### Extract
>>>>>

Et in Arcadia ego: riding in Uthiopia
Folks, it’s been a good ride over the Abyssinian highlands, but as of the 1rst of November 2013, Equus Ethiopia will cease all of its horse riding operations. From this date, the stables are closed to guests, and while the horses will remain for a short while, they will be soon departing for sunnier climes – and greener pastures. You can read some posts about some of our treks and see photographs here & here & here & here.
Equus started six long years ago – can time fly this fast on the back of an Abyssinian pony?! – with four horses, two donkeys, a couple of old saddles, one Franco-British transplant – your servitor Yves Marie Stranger – at Cheshire homes, near Menagesha, where my good friends Lilla Heaslip and Ato Gebre Medhin, respectively the fund raiser and the director of the beautiful polio rehabilitation center for kids, one day innocently had asked:
‘Would you like to use the farm for some horses?’
The polio center had an unused farm building that we soon set up as a stable. Dida Dabi & Elias Negusie joined us from the start and became trip leaders and excellent horsemen. Together, we bought horses, trained horses and rode out, rain or shine. I thank them here for their dedication and hard work. Today, they have some of the best riding skills in the country and you’d have to travel far from these highlands to find better horsemen.

<<<<<

### Provided material
>>>>>

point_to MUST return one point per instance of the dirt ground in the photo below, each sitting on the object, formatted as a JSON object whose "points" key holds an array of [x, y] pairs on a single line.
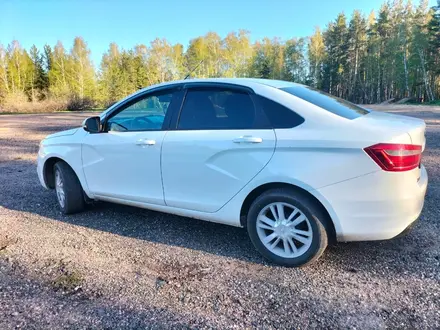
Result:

<<<<<

### Set exercise 1
List every person named in the Equus Ethiopia post.
### Set exercise 2
In the Equus Ethiopia post, what did the polio center have that was turned into a stable?
### Set exercise 3
Carry on the Equus Ethiopia post from its last sentence.
The data has nothing to do with the Equus Ethiopia post.

### Task output 1
Yves Marie Stranger, Lilla Heaslip, Ato Gebre Medhin, Dida Dabi, Elias Negusie

### Task output 2
An unused farm building.

### Task output 3
Shortly after our rustic beginnings, Mrs Meheret Tesfa Mikael became Equus’ general manager – how else could my formidable mother in law’s energies be canalized? – If Meheret never became a horsewomen, although she did ride to the forest of Menagesha Suba a few times without complaining, she proved herself to be an invaluable addition to the team with her attention to detail, and become a much loved fixture at the stables – from myself for her hard work and attentiveness, and from our guests whom she would always welcome with great warmth.
My wife, Lydia Fantaye Stranger, was a constant support and tirelessly worked to make Equus a success, even learning to ride -very well, I hasten to add. I well remember one fateful conversation we had one afternoon on the drive back from the stables many years ago. Lydia had been riding for a year and some. She asked me to rate her riding skills, on a scale of 1 to 10, 10 being the highest grade (she has a thing about scales and benchmarks). I gave her a quick and honest answer, telling her:
‘You’re probably a strong 3…’
Seeing her incredulous look, I hastened to add that I rated myself ‘perhaps’ a solid 4 and a half, after riding for twenty years, but the damage was done and this little conversation about her riding skills regularly crops up in our most heated exchanges to this day.
Be it what it may -and let me rush to add, before you ask, that Lydia’s current riding grade is a carefully guarded secret – suffice to say that it is very high indeed – I would like to thank Lydia here. Without her unflinching support – and far more savvy business skills than mine – Equus Ethiopia would never have gotten into the saddle, let alone rode on for six years. So thank you Lydia. I couldn’t have done it without you.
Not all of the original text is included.